▸ **WHAT YOU ARE ASKED TO DO**:
An identical copy of the records below is the expected result.
>>>
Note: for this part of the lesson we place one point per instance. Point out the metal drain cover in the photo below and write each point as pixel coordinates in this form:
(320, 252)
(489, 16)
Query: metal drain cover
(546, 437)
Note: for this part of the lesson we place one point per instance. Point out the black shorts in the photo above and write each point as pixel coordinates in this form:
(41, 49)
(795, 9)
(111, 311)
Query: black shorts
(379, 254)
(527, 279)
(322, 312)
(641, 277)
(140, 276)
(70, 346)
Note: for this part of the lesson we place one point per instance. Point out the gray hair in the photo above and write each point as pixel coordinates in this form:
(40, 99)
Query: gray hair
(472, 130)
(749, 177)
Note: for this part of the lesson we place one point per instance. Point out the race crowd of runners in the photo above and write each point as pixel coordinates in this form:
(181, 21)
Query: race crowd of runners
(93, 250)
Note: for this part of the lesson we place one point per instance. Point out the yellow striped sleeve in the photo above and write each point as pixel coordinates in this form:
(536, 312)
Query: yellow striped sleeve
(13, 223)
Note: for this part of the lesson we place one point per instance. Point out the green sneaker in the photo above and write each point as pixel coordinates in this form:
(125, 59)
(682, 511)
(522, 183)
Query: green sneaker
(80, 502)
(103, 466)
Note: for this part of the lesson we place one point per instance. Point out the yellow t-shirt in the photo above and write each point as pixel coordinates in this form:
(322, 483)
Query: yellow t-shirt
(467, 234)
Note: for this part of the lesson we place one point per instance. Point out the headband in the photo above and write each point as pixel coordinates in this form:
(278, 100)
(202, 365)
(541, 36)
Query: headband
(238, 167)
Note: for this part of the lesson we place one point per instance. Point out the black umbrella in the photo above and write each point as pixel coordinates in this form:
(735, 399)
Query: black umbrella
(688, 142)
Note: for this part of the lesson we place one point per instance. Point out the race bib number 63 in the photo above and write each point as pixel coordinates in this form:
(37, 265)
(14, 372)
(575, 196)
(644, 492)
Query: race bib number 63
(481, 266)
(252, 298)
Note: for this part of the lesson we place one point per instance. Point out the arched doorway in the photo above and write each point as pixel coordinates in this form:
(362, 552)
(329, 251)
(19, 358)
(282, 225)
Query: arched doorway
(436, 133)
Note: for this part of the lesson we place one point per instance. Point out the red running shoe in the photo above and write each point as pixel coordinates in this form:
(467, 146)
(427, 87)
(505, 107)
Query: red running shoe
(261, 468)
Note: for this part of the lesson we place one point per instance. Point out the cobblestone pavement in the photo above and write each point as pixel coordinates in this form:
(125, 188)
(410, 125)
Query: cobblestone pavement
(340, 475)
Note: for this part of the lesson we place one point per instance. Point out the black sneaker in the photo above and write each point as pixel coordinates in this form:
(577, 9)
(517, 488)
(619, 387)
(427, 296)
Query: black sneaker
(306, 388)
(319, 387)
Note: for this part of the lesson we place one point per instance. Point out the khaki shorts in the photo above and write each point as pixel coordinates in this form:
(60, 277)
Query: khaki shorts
<<<
▸ **EXERCISE RESULT**:
Note: for this part of the lesson we place one point per instance. Point out the metal drain cover in the photo below and write each point as pixel coordinates in this form:
(320, 252)
(489, 16)
Query: metal drain cover
(546, 437)
Note: for this part of the lesson we place one point per instance. Point out the black shorts in the photo above and write each point as pixel coordinates in this form:
(41, 49)
(795, 9)
(111, 311)
Query: black shorts
(379, 254)
(527, 279)
(322, 312)
(641, 277)
(140, 276)
(70, 346)
Note: for this part of the lesson we place one point per instance. Point out the gray hair in the photo above and write each point as pixel coordinates in this form:
(40, 99)
Query: gray hair
(472, 130)
(749, 177)
Note: for this part of the lesson we place one point per instance. Point out the race crowd of runners in the photo above and write each point as pixel coordinates in this form:
(181, 21)
Query: race crowd of runners
(93, 250)
Note: for this part of the lesson we place one point per instance. Point out the yellow striped sleeve in the photo above and write each point as pixel coordinates in this form:
(536, 312)
Query: yellow striped sleeve
(13, 223)
Note: for this part of the lesson we place one point per instance. Point out the green sneaker in the photo above and write each point as pixel coordinates in this form:
(125, 59)
(682, 511)
(522, 183)
Query: green sneaker
(80, 502)
(103, 466)
Note: for this part of the lesson we place one point per instance. Point out the yellow t-shirt in the photo above and write each point as pixel coordinates in this form:
(322, 483)
Query: yellow t-shirt
(467, 234)
Note: for this part of the lesson we place one point per instance. Point out the headband in the photo above and write each point as pixel coordinates in this form:
(278, 100)
(202, 365)
(541, 36)
Query: headband
(238, 167)
Note: for this part of the lesson we place one point per instance. Point out the black umbrella in the photo above and write each point as pixel coordinates in this form:
(735, 399)
Query: black umbrella
(688, 142)
Note: for this part of the lesson we place one point per instance. Point out the race bib number 63 in the photo above and write each point as pixel coordinates in this form:
(37, 265)
(14, 372)
(575, 196)
(644, 492)
Query: race bib number 63
(481, 266)
(252, 298)
Note: for this part of the lesson we place one point per instance. Point out the arched doorway in the photo above and write each point as pixel coordinates in this form:
(362, 552)
(329, 251)
(19, 358)
(282, 225)
Query: arched doorway
(436, 133)
Note: for this part of the lesson we place one point per instance. Point out the red running shoe in the photo above and write each point as pixel coordinates in this form:
(467, 146)
(427, 87)
(505, 107)
Query: red running shoe
(261, 468)
Note: for this part of the lesson we place one point per instance. Point out the cobblestone pavement in the photo above and write each point as pixel coordinates in this form:
(125, 188)
(410, 125)
Query: cobblestone pavement
(340, 475)
Note: for this part of the lesson we place one point per instance. Point out the black sneaker in the photo above and write each point as pixel coordinates in this form:
(577, 9)
(517, 488)
(619, 387)
(427, 296)
Query: black sneaker
(306, 388)
(319, 387)
Note: for this part of the lesson we place one point per instance. Point out the khaki shorts in the photo above and write each point as pixel coordinates in this form:
(60, 277)
Query: khaki shorts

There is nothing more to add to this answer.